## [WHAT THE TASK ASKS]
Look through the lines below and extract any with the word "rustic".

++++ INPUT MATERIAL

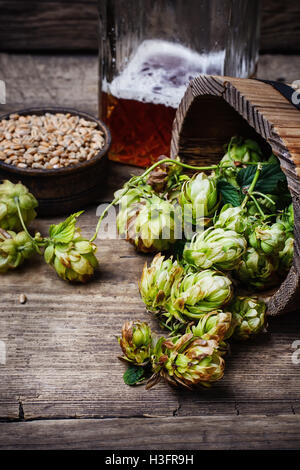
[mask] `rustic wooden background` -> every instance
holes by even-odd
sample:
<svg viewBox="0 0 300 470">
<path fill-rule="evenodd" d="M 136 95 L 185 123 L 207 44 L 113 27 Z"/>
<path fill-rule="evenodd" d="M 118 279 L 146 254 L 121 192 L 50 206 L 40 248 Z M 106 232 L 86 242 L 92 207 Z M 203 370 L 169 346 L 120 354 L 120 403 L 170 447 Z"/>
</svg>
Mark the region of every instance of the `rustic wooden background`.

++++++++

## [EXPECTED ANSWER]
[mask] `rustic wooden background` -> every instance
Mark the region of every instance of the `rustic wooden background`.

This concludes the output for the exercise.